Work required: Turn everything from the line containing "ceiling fan blade?" down to the end of the material below into a JSON list of strings, one string per line, with blank lines left out.

----------------------------------------

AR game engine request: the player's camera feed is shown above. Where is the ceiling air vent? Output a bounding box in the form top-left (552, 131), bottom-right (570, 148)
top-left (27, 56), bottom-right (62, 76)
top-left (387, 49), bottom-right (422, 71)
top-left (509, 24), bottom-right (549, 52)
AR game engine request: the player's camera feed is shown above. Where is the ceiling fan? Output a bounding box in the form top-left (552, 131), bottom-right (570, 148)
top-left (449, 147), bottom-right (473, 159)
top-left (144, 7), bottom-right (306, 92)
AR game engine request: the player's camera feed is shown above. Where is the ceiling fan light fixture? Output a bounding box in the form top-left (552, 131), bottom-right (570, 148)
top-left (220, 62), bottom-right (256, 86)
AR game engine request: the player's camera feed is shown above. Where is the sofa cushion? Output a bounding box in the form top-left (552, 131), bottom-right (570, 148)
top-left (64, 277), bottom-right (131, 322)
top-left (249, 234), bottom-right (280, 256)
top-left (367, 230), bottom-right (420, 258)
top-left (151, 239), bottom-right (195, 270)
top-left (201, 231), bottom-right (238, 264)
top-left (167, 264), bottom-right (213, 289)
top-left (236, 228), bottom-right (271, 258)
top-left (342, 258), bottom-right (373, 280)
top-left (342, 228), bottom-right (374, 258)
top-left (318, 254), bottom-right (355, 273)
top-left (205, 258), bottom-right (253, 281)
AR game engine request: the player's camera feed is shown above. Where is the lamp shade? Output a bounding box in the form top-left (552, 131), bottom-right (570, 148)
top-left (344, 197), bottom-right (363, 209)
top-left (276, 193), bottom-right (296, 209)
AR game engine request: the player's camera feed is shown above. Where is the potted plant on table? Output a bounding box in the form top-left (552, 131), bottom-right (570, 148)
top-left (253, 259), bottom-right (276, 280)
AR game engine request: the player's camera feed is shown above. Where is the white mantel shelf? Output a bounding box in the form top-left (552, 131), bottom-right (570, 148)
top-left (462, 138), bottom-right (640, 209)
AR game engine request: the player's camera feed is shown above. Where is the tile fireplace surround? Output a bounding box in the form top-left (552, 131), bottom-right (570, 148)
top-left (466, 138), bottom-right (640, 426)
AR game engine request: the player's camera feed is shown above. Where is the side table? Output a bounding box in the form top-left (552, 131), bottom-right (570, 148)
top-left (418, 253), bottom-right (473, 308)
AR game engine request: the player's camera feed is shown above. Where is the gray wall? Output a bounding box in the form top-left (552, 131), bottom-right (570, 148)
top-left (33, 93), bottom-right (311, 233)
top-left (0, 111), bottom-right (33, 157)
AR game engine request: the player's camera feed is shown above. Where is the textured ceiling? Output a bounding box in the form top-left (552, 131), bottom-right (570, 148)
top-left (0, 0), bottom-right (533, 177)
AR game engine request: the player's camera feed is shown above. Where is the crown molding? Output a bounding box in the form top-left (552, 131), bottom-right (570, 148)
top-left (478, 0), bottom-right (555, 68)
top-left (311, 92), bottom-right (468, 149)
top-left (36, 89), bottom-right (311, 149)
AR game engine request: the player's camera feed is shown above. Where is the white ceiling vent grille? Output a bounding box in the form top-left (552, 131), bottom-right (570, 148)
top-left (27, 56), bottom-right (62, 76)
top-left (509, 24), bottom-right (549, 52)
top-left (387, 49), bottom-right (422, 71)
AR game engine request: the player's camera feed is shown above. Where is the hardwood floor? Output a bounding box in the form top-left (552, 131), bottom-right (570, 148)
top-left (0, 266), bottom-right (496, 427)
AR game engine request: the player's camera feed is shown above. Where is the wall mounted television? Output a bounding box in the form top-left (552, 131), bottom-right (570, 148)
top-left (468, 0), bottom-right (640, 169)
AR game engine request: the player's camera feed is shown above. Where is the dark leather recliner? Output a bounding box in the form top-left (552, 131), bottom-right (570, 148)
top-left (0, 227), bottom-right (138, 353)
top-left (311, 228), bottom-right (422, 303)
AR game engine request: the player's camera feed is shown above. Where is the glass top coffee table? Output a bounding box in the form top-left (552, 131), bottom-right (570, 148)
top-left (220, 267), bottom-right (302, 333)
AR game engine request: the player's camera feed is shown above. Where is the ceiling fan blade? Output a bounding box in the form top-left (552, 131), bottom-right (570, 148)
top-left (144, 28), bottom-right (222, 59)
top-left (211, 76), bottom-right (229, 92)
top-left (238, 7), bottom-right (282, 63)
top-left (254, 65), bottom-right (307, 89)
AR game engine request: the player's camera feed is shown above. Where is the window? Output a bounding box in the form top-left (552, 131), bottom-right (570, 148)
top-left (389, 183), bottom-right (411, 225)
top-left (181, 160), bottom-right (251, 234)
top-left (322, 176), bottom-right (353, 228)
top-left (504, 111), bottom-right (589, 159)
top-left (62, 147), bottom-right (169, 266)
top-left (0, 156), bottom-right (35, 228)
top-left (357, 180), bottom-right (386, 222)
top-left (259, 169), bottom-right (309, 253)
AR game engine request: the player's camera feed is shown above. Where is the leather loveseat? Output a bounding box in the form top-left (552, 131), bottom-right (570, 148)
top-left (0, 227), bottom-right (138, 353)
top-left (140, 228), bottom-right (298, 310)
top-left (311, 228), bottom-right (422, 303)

----------------------------------------

The completed task:
[
  "AR game engine request: the player's camera feed is shown above. Where is the ceiling fan blade? Output a bounding box in the form top-left (552, 131), bottom-right (570, 148)",
  "top-left (144, 28), bottom-right (222, 59)",
  "top-left (211, 76), bottom-right (229, 92)",
  "top-left (238, 7), bottom-right (282, 63)",
  "top-left (254, 65), bottom-right (307, 89)",
  "AR game engine request: the player's camera feed is shown above. Where is the window? Output a bounding box in the form top-left (552, 131), bottom-right (570, 148)",
  "top-left (389, 183), bottom-right (411, 225)",
  "top-left (181, 160), bottom-right (251, 234)",
  "top-left (322, 176), bottom-right (353, 228)",
  "top-left (504, 111), bottom-right (589, 159)",
  "top-left (62, 147), bottom-right (169, 266)",
  "top-left (0, 156), bottom-right (35, 228)",
  "top-left (357, 180), bottom-right (386, 222)",
  "top-left (259, 169), bottom-right (309, 253)",
  "AR game engine request: the player's camera feed is shown above. Where is the leather loveseat? Output a bounding box in the form top-left (552, 131), bottom-right (570, 148)",
  "top-left (0, 227), bottom-right (138, 353)",
  "top-left (140, 228), bottom-right (298, 310)",
  "top-left (311, 228), bottom-right (422, 303)"
]